Objective. Rewrite the data from the line with "of the wooden" up to and including the line with "[1220, 486]", changing "farthest from its outline" to "farthest from its edges" and keeping everything else the same. Return only those lines.

Data to use.

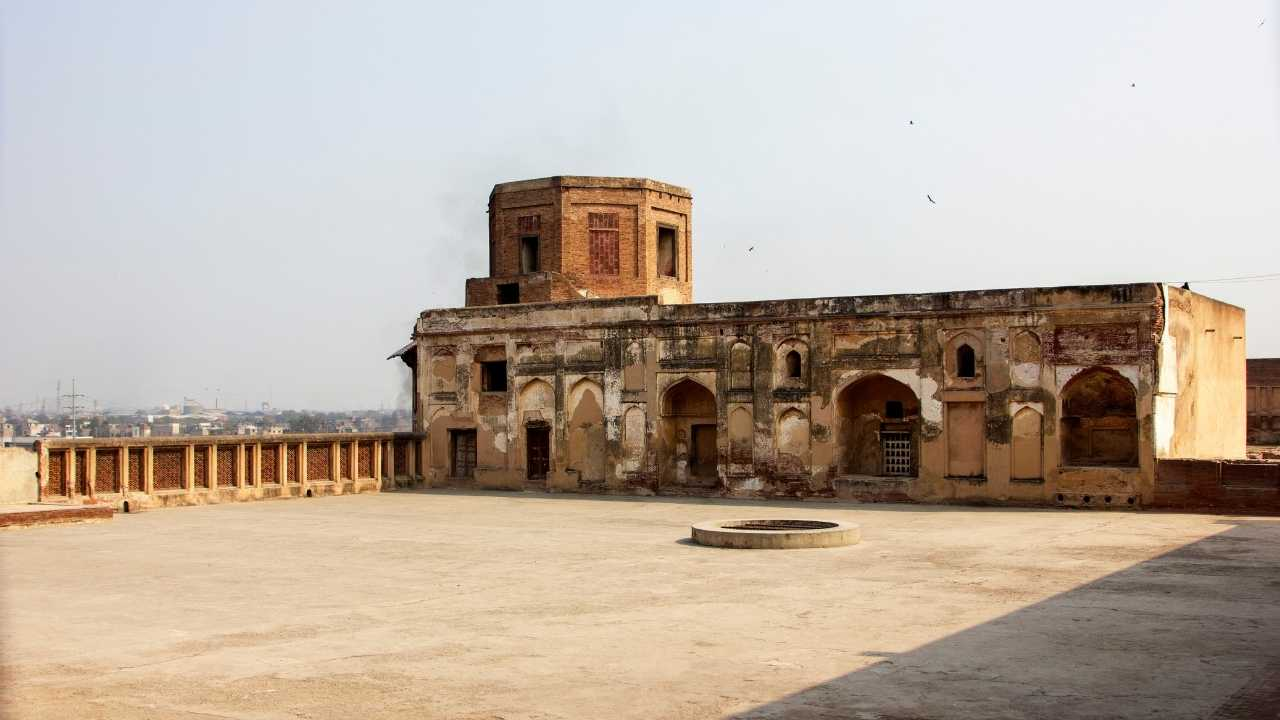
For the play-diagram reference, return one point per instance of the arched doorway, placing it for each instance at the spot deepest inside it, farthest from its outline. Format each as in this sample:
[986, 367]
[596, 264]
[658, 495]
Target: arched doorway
[877, 428]
[1100, 419]
[689, 445]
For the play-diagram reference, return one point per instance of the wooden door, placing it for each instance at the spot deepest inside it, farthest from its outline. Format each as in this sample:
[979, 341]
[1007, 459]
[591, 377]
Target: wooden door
[538, 451]
[703, 454]
[464, 454]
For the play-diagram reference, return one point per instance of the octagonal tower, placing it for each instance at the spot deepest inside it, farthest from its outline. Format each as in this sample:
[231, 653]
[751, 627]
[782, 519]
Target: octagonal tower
[571, 237]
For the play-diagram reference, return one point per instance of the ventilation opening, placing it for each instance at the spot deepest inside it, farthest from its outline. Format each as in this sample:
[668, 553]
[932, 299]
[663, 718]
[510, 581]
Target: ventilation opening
[508, 294]
[529, 255]
[794, 364]
[667, 264]
[967, 364]
[493, 376]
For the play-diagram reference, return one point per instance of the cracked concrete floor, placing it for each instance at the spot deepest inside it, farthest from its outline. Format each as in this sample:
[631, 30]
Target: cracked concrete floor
[521, 606]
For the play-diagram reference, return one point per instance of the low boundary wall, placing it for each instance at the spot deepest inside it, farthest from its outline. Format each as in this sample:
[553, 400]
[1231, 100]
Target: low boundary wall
[133, 473]
[1220, 486]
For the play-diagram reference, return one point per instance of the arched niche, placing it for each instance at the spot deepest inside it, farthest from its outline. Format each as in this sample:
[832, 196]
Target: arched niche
[877, 427]
[1100, 419]
[689, 434]
[585, 429]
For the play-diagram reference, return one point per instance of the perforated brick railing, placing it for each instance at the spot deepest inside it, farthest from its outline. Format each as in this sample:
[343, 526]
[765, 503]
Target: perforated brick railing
[318, 463]
[176, 470]
[225, 465]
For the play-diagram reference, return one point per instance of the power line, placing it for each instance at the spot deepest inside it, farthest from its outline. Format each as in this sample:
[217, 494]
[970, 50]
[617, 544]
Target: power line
[1240, 278]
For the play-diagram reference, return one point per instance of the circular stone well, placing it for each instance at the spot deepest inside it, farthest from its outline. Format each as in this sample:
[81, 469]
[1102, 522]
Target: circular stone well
[775, 534]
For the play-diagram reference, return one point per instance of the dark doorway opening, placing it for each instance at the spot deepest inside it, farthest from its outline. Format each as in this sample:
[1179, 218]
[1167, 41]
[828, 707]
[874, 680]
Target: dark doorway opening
[538, 449]
[529, 255]
[667, 256]
[703, 451]
[508, 294]
[464, 452]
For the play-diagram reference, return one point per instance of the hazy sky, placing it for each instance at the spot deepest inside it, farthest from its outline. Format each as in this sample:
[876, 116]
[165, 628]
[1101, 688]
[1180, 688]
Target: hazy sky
[261, 196]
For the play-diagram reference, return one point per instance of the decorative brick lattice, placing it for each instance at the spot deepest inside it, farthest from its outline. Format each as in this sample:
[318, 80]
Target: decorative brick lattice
[365, 460]
[318, 463]
[603, 232]
[227, 466]
[270, 464]
[248, 465]
[201, 465]
[56, 483]
[401, 455]
[82, 472]
[137, 456]
[170, 468]
[529, 224]
[106, 474]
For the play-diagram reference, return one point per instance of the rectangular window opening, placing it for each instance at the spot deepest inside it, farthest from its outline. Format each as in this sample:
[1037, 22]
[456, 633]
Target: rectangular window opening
[667, 255]
[508, 294]
[603, 236]
[529, 254]
[493, 376]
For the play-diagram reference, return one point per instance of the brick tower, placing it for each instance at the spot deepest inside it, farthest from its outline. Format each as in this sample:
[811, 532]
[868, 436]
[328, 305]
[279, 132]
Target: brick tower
[570, 237]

Task response.
For the play-diagram reference, return one point per instance of the wooden door, placing it for each instance at the spot deepest inside it, farthest from its edges. Format each as in this sample:
[979, 341]
[1007, 459]
[591, 377]
Target: wooden door
[538, 451]
[703, 454]
[464, 454]
For the play-diagram reference, return one point per instance of the octagonal tower, placing it for each instance at the spot deepest inside it, farthest from its edges. Format each as in this sample:
[231, 653]
[751, 627]
[782, 519]
Target: octagonal tower
[571, 237]
For the play-diagram reference, return one point per instance of the ventilation opening, placing it for each instance at the spot deepest inside it, farthest from its edges. Format each as in this sample:
[668, 553]
[932, 299]
[663, 718]
[510, 581]
Target: ventilation opening
[508, 294]
[529, 255]
[794, 364]
[667, 264]
[967, 364]
[493, 376]
For the play-diagram reference, return one point per instance of the cracked concrete floor, placing it for each instance at the spot deepest inside it, farthest from its edges. Format each as in this sample:
[631, 30]
Target: cracked concrete floor
[521, 606]
For the play-diagram reference, return one point per instance of the low boundary wall, placing it for each instance at the spot deepest inside it, farthest from its edges. Format each as in this sample:
[553, 400]
[1231, 100]
Target: low boundary wall
[133, 473]
[1220, 486]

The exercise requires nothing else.